Тетя Полли из «Приключений Тома Сойера» во многом списана Марком Твеном с матери. Строгая и принципиальная, но не лишенная любви, Джейн, когда дети баловались, била их, как и тетя Полли Тома Сойера, по голове наперстком. Это кажется, что ничего особенного, но если надеть древний металлический наперсток на палец и стукнуть по голове ближе ко лбу – очень даже больно. Так что деталь весьма характерная. И незабываемая.
Мать Марка Твена рано стала вдовой, и ей сложно было одной воспитывать детей. Почему Сэм и оказался так рано «в людях», когда даже счастливые поездки к родственникам-фермерам прекратились. Мать очень уставала – и до смерти мужа, и, конечно, после, в эпоху управления пансионом.
Измотанную женщину гнетут домашние заботы и болезни детей. В панике часто замученной матери мерещится, что ее дети больны. Порой она становится несколько безумна от страха. Марк Твен описал это состояние женщины в рассказе «Мак-Вильямсы и круп».
«(Рассказано автору мистером Мак-Вильямсом, симпатичным джентльменом из Нью-Йорка, с которым автор случайно познакомился в дороге).
– Ну-с, так вот, чтобы вернуться к нашему разговору… – я отклонился в сторону, рассказывая вам, как в нашем городе свирепствовала эта ужасная и неизлечимая болезнь круп и как все матери сходили с ума от страха, – я как-то обратил внимание миссис Мак-Вильямс на маленькую Пенелопу и сказал:
– Милочка, на твоем месте я бы не позволил ребенку жевать сосновую щепку.
– Милый, ведь это же не вредно, – возразила она, в то же время собираясь отнять у ребенка щепку, так как женщины не могут оставить без возражения даже самое разумное замечание; я хочу сказать: замужние женщины.
Я ответил:
– Душа моя, всем известно, что сосна является наименее питательным из всех сортов дерева, какие может жевать ребенок.
Рука моей жены, уже протянутая к щепке, остановилась на полдороге и опять легла на колени. Миссис Мак-Вильямс сдержалась (это было заметно) и сказала:
– Милый, ты же сам знаешь, отлично знаешь: все доктора, как один, говорят, что сосновая смола очень полезна при почках и слабом позвоночнике.
---
Описание задания:
Ответьте на вопросы по отрывку выше. Каждый ответ пишите с новой строки и ставьте перед ним ту же букву.
(a) Чем Джейн била детей по голове, когда они баловались?
(b) В каком рассказе Марк Твен описал состояние измотанной матери, которой от страха мерещится, что дети больны?
(c) Для чего, по словам миссис Мак-Вильямс, все доктора считают полезной сосновую смолу?
---
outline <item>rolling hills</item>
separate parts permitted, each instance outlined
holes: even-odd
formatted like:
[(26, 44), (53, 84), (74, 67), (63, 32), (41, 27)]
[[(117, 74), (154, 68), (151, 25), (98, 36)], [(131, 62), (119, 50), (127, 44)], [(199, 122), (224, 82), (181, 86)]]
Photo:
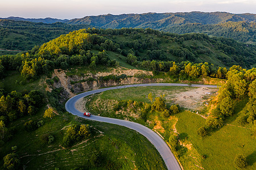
---
Ваш ответ:
(a) Наперстком.
(b) В рассказе «Мак-Вильямсы и круп».
(c) Для почек и слабого позвоночника.